Locate each line of the material below that contains the word "pavement" and copy those lines.

▶ Detection annotation records
◇ ◇ ◇ ◇
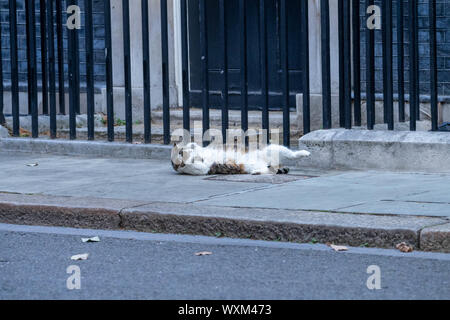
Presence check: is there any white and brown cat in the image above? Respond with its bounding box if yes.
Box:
[171,143,310,176]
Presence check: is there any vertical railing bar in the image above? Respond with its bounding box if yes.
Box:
[25,0,39,138]
[320,0,331,129]
[366,0,375,130]
[338,0,345,128]
[161,0,170,144]
[280,0,291,147]
[219,0,229,144]
[352,0,361,127]
[239,0,248,141]
[67,0,78,140]
[343,0,352,129]
[300,1,311,134]
[384,0,394,130]
[259,0,269,139]
[73,4,81,114]
[84,0,95,140]
[397,0,405,122]
[47,0,56,139]
[9,0,20,137]
[39,0,48,115]
[104,0,114,142]
[429,0,438,131]
[122,0,133,143]
[408,0,417,131]
[0,15,6,125]
[142,0,152,144]
[56,0,66,114]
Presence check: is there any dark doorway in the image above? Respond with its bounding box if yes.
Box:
[188,0,302,110]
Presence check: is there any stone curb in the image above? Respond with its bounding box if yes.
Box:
[420,223,450,253]
[0,194,450,252]
[0,138,171,160]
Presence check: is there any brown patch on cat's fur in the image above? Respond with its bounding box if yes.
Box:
[208,162,245,175]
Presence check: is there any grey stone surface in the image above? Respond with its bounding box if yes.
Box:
[0,224,450,300]
[121,203,443,248]
[0,194,124,229]
[420,223,450,252]
[2,114,104,133]
[299,129,450,172]
[0,194,445,248]
[338,200,450,218]
[0,125,9,138]
[0,138,171,159]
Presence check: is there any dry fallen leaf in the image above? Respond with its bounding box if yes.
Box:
[395,242,414,253]
[70,253,89,261]
[27,163,39,167]
[81,237,100,243]
[327,243,348,252]
[195,251,212,256]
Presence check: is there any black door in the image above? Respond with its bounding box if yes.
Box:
[188,0,302,110]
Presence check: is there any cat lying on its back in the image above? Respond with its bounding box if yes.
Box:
[171,143,310,175]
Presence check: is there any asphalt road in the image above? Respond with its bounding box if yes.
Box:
[0,224,450,300]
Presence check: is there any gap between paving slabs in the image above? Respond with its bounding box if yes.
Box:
[0,193,450,252]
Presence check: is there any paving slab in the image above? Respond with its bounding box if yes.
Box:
[338,200,450,218]
[0,194,446,249]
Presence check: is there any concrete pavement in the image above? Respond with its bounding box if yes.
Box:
[0,224,450,300]
[0,152,450,251]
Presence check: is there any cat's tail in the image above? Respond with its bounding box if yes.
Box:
[267,145,311,160]
[291,150,311,159]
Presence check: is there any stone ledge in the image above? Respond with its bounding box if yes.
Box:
[299,129,450,173]
[0,138,171,160]
[420,223,450,253]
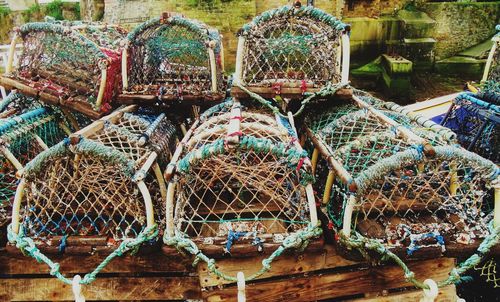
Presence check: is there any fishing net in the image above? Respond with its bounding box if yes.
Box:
[8,106,175,284]
[0,108,67,241]
[165,102,318,280]
[45,16,127,51]
[0,91,42,119]
[120,14,225,104]
[442,93,500,163]
[236,6,348,94]
[475,258,500,288]
[2,22,120,118]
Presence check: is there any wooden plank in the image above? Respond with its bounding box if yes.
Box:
[202,258,455,302]
[231,86,352,100]
[349,285,457,302]
[198,245,354,287]
[0,276,201,301]
[0,250,194,274]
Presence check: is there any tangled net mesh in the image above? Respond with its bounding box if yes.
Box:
[22,140,146,243]
[240,6,346,88]
[173,102,310,252]
[442,94,500,163]
[475,257,500,288]
[125,16,224,99]
[0,108,66,236]
[12,22,120,113]
[351,146,498,251]
[16,107,175,245]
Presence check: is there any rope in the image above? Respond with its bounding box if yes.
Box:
[7,224,158,285]
[234,83,349,118]
[163,224,322,282]
[339,221,500,289]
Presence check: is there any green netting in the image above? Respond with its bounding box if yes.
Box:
[0,108,66,228]
[125,16,225,99]
[164,103,320,280]
[239,6,347,87]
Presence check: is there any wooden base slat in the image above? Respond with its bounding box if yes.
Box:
[0,276,200,301]
[202,258,455,302]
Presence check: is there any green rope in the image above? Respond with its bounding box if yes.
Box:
[163,224,322,282]
[233,83,349,118]
[339,221,500,289]
[7,224,158,284]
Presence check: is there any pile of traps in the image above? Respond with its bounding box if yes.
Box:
[118,13,226,106]
[306,91,499,264]
[0,107,71,244]
[0,1,500,300]
[1,21,124,118]
[9,106,175,282]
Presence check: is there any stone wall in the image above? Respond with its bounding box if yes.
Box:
[419,1,500,60]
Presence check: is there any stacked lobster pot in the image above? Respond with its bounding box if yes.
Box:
[232,1,350,102]
[306,91,500,287]
[164,100,320,279]
[0,20,125,119]
[8,106,175,284]
[0,107,71,243]
[118,13,226,107]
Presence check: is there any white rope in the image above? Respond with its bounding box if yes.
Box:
[71,275,85,302]
[236,272,247,302]
[420,279,439,302]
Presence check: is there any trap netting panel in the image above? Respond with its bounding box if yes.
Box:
[0,109,66,226]
[350,146,499,248]
[443,94,500,163]
[0,92,42,119]
[45,16,127,50]
[173,103,311,248]
[174,141,309,243]
[488,29,500,83]
[22,139,146,243]
[238,6,346,89]
[14,22,120,112]
[125,16,224,99]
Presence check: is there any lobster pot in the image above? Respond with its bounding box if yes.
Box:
[0,108,68,243]
[13,107,178,252]
[45,16,127,51]
[338,145,499,257]
[233,6,349,98]
[1,22,125,119]
[442,93,500,163]
[119,14,225,105]
[167,102,316,256]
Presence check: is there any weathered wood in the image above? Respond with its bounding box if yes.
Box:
[349,285,457,302]
[162,239,324,261]
[198,245,360,287]
[202,258,455,302]
[0,276,200,301]
[231,84,352,100]
[0,250,194,275]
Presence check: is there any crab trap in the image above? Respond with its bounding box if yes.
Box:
[119,13,226,106]
[0,22,124,119]
[0,108,71,243]
[307,92,499,257]
[8,106,175,284]
[232,1,350,99]
[164,101,321,280]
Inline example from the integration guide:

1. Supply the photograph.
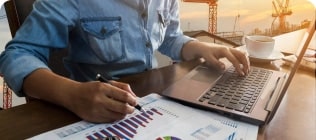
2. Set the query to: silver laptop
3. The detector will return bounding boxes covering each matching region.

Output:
[162,20,315,125]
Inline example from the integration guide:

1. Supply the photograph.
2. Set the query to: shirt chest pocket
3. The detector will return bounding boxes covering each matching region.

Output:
[81,17,125,63]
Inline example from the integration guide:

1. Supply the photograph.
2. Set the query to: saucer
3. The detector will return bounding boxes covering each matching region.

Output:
[239,45,284,62]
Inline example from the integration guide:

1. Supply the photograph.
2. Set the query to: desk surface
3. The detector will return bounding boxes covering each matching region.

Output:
[0,61,316,140]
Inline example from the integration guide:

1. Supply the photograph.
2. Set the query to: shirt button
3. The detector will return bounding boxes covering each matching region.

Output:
[146,42,151,48]
[100,27,107,35]
[141,12,147,18]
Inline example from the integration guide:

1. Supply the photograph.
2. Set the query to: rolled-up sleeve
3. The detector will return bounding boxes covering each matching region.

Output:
[158,1,196,61]
[0,0,75,96]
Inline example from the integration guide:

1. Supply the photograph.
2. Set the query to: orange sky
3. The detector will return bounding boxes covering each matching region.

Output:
[180,0,315,32]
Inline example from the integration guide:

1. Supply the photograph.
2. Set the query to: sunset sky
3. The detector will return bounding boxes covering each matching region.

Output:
[0,0,315,50]
[180,0,315,33]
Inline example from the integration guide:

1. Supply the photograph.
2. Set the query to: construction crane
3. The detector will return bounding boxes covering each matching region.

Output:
[271,0,292,33]
[182,0,218,34]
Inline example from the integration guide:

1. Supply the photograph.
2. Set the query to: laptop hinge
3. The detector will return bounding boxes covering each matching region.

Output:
[265,75,286,112]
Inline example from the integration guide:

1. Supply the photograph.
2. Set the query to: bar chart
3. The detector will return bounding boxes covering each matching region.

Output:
[30,94,258,140]
[86,108,168,140]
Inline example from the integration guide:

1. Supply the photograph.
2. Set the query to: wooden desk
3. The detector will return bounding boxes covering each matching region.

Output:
[0,61,316,140]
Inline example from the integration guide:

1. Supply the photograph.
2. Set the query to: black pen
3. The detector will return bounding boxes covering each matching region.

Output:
[96,74,146,113]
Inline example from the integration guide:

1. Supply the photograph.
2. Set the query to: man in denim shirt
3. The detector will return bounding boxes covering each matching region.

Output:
[0,0,249,122]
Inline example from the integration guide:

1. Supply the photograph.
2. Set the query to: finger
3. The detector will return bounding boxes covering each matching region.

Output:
[205,52,225,70]
[103,84,137,106]
[111,81,136,97]
[225,48,245,76]
[230,48,250,75]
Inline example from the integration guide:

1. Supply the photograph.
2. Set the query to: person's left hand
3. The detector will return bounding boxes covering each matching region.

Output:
[182,41,250,76]
[201,44,250,76]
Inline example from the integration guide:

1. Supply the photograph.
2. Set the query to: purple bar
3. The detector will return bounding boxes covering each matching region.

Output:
[151,108,162,115]
[106,127,127,139]
[136,115,149,123]
[131,117,146,127]
[93,133,104,139]
[113,124,134,138]
[100,130,112,137]
[125,119,138,128]
[87,136,95,140]
[119,122,137,134]
[146,111,154,116]
[141,113,153,120]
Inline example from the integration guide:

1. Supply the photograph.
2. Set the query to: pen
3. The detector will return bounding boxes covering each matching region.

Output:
[96,74,146,113]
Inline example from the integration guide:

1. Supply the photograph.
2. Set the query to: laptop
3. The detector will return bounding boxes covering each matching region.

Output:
[162,20,315,125]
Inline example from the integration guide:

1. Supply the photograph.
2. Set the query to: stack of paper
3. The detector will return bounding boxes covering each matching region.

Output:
[30,94,258,140]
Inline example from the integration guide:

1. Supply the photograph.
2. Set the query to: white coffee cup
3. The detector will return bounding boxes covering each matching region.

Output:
[245,35,275,58]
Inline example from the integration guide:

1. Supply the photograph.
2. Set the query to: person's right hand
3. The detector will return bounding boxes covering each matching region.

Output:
[66,81,136,122]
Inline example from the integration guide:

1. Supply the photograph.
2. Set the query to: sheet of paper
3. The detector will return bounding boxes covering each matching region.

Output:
[30,94,258,140]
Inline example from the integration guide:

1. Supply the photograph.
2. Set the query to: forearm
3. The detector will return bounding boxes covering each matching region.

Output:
[23,69,79,107]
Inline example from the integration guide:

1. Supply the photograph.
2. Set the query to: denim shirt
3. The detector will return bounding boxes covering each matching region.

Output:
[0,0,193,96]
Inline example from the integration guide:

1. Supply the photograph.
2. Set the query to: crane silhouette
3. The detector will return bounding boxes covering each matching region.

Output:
[182,0,218,34]
[271,0,292,33]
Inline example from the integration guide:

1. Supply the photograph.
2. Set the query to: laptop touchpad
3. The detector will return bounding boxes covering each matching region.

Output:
[191,67,222,83]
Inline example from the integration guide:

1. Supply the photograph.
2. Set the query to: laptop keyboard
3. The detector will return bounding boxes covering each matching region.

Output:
[199,67,272,113]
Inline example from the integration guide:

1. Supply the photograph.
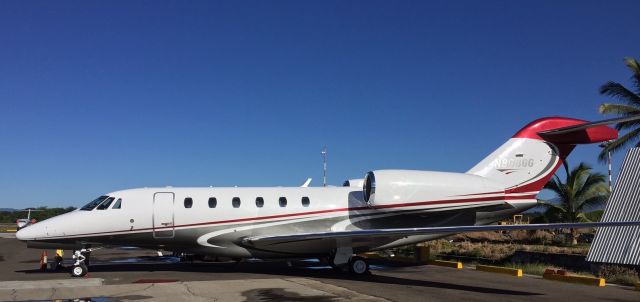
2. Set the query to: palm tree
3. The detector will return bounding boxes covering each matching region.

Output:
[539,161,609,245]
[598,58,640,161]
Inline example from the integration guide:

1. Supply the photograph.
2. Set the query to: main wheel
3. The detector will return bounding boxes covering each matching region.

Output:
[71,263,89,277]
[349,256,369,276]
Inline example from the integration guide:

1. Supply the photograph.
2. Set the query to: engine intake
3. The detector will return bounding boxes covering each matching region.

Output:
[362,170,504,207]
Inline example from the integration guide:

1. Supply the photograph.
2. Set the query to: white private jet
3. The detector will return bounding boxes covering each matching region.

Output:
[16,116,640,276]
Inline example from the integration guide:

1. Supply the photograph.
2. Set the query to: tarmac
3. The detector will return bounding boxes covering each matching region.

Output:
[0,235,640,302]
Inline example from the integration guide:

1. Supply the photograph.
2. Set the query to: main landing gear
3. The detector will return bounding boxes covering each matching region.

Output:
[330,246,371,276]
[71,249,91,277]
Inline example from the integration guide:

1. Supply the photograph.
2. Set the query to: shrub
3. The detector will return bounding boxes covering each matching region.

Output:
[598,265,640,285]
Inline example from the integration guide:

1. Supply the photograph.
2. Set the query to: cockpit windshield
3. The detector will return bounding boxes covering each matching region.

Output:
[80,196,109,211]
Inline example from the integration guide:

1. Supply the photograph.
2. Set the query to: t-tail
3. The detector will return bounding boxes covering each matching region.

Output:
[467,116,640,195]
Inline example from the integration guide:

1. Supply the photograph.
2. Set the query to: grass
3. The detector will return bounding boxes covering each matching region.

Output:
[425,239,589,260]
[598,265,640,285]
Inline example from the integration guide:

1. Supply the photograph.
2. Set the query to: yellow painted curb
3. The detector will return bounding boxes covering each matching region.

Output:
[476,265,522,277]
[429,260,462,269]
[542,274,606,287]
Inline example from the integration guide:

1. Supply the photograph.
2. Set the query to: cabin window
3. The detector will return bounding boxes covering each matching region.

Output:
[184,197,193,209]
[209,197,218,209]
[80,196,109,211]
[97,197,115,210]
[112,198,122,209]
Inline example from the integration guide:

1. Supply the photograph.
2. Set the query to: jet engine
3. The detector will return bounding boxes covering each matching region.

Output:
[363,170,504,208]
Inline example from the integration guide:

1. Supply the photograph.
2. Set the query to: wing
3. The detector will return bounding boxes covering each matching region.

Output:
[243,221,640,246]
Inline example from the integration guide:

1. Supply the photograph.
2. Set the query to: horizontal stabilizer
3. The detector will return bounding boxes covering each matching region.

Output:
[243,221,640,245]
[538,114,640,144]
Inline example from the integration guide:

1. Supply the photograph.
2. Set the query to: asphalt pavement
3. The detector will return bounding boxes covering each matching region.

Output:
[0,236,640,302]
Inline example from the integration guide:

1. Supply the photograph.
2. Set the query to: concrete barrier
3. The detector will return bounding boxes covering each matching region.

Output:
[476,265,522,277]
[427,260,462,269]
[542,269,606,287]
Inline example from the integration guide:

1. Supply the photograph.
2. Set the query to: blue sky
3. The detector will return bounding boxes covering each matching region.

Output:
[0,1,640,208]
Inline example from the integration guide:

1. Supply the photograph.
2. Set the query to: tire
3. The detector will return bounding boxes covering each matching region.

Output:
[349,256,369,276]
[71,263,88,277]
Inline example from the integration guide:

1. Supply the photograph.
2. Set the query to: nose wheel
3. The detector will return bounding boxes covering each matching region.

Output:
[349,256,369,276]
[71,249,91,277]
[71,263,89,277]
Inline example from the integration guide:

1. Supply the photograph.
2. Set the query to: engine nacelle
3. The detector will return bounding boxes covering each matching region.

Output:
[363,170,504,206]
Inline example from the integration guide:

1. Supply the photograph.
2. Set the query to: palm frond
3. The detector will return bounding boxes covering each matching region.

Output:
[600,81,640,106]
[624,58,640,94]
[567,163,591,197]
[576,195,609,212]
[576,213,591,222]
[576,172,605,200]
[598,128,640,162]
[544,175,567,198]
[598,103,640,116]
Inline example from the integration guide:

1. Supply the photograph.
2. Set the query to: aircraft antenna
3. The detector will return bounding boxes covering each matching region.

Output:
[320,146,327,187]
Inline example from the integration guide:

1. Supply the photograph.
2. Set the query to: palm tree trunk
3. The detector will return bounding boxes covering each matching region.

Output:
[570,229,578,245]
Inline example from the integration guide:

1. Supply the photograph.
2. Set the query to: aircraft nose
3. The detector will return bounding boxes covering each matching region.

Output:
[16,225,39,241]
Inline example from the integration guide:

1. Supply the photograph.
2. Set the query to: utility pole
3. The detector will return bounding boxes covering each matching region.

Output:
[320,146,327,187]
[599,140,613,192]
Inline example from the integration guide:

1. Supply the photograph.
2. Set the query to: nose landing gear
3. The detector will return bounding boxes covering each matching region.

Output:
[71,249,91,277]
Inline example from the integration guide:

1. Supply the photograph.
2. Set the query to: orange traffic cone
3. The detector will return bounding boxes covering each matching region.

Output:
[40,251,49,271]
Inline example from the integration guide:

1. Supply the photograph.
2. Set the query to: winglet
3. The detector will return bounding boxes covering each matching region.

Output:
[300,177,311,188]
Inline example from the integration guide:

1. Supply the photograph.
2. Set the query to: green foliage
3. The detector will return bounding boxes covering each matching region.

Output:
[0,207,76,223]
[539,161,610,244]
[598,265,640,285]
[598,58,640,161]
[540,161,609,222]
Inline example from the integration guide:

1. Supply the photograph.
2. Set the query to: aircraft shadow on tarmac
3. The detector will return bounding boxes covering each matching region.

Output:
[16,261,542,296]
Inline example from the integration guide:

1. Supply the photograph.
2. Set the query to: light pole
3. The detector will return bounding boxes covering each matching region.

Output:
[599,140,613,192]
[320,146,327,187]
◇ ◇ ◇ ◇
▶ TASK SOLUTION
Presence check: is there any concrete pavement in the image above? Respond with its bounding box if yes.
2. Set the query to: asphalt pavement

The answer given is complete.